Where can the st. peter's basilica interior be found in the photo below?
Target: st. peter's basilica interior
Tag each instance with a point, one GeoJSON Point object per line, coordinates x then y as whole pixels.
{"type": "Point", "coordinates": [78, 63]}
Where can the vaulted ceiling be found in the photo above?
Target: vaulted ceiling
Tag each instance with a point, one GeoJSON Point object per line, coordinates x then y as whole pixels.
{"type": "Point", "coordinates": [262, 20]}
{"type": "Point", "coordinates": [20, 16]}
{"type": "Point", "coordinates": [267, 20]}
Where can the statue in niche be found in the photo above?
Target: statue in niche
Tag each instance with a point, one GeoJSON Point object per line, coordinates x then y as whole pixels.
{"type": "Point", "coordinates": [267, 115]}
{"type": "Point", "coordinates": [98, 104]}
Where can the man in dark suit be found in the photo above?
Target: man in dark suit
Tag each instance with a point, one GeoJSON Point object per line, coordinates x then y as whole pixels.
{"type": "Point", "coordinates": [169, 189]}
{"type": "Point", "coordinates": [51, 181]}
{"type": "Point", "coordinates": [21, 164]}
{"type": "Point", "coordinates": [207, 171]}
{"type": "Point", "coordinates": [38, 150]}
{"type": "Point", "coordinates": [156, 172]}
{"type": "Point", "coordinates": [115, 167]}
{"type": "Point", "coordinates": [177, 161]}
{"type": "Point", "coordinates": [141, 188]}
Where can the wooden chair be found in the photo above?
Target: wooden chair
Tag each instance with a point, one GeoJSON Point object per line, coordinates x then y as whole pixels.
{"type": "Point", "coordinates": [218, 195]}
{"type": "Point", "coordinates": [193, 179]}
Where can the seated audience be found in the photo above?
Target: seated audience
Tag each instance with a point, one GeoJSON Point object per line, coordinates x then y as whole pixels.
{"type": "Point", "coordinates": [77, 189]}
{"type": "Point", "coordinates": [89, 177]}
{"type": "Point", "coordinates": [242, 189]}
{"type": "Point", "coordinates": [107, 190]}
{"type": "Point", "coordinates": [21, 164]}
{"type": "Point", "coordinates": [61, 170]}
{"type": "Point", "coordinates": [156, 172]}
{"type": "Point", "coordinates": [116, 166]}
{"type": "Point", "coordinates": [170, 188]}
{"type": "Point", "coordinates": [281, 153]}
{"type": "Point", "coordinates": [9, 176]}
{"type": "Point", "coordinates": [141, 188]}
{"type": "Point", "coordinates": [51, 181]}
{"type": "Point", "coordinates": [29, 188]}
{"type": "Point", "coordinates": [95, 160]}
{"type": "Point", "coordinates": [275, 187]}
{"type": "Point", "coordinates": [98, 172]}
—————
### OBJECTIVE:
Return the whole listing exactly, with every line included.

### EXPECTED ANSWER:
Where can the st. peter's basilica interior be found in the photo below?
Target: st. peter's basilica interior
Tag each instance with a point, one GeoJSON Point object per line, coordinates x then y as whole pixels.
{"type": "Point", "coordinates": [78, 63]}
Where can the vaulted ceiling be found in the photo above?
Target: vaulted ceiling
Tag each instance with a point, one GeoJSON Point object per line, coordinates x then y as whole pixels.
{"type": "Point", "coordinates": [262, 20]}
{"type": "Point", "coordinates": [20, 16]}
{"type": "Point", "coordinates": [267, 20]}
Where can the statue in niche be found in the photo above?
Target: statue in niche
Tag each instance with a point, one GeoJSON Point object per line, coordinates x then y as whole pixels.
{"type": "Point", "coordinates": [267, 115]}
{"type": "Point", "coordinates": [98, 104]}
Where can the man in dark suit be found in the photo above?
Target: man in dark suit
Tag each instance with a point, one GeoJSON Point object per line, coordinates x then y as whole pixels.
{"type": "Point", "coordinates": [169, 189]}
{"type": "Point", "coordinates": [51, 181]}
{"type": "Point", "coordinates": [21, 164]}
{"type": "Point", "coordinates": [207, 171]}
{"type": "Point", "coordinates": [38, 150]}
{"type": "Point", "coordinates": [156, 172]}
{"type": "Point", "coordinates": [115, 167]}
{"type": "Point", "coordinates": [177, 161]}
{"type": "Point", "coordinates": [141, 188]}
Where can the wooden chair be found in the photo above?
Target: wooden chair
Tag each instance with a point, one GeoJSON Point object per line, coordinates x then y as whole pixels.
{"type": "Point", "coordinates": [218, 195]}
{"type": "Point", "coordinates": [193, 179]}
Where can the seated audience be found in the photo above?
Target: seated audience
Tag each instance with a point, one GeoJSON Point object per line, coordinates x then y as whole pixels.
{"type": "Point", "coordinates": [77, 189]}
{"type": "Point", "coordinates": [89, 177]}
{"type": "Point", "coordinates": [242, 189]}
{"type": "Point", "coordinates": [107, 190]}
{"type": "Point", "coordinates": [21, 164]}
{"type": "Point", "coordinates": [61, 170]}
{"type": "Point", "coordinates": [156, 172]}
{"type": "Point", "coordinates": [116, 166]}
{"type": "Point", "coordinates": [170, 188]}
{"type": "Point", "coordinates": [281, 153]}
{"type": "Point", "coordinates": [9, 176]}
{"type": "Point", "coordinates": [141, 188]}
{"type": "Point", "coordinates": [51, 181]}
{"type": "Point", "coordinates": [29, 188]}
{"type": "Point", "coordinates": [95, 160]}
{"type": "Point", "coordinates": [275, 187]}
{"type": "Point", "coordinates": [98, 172]}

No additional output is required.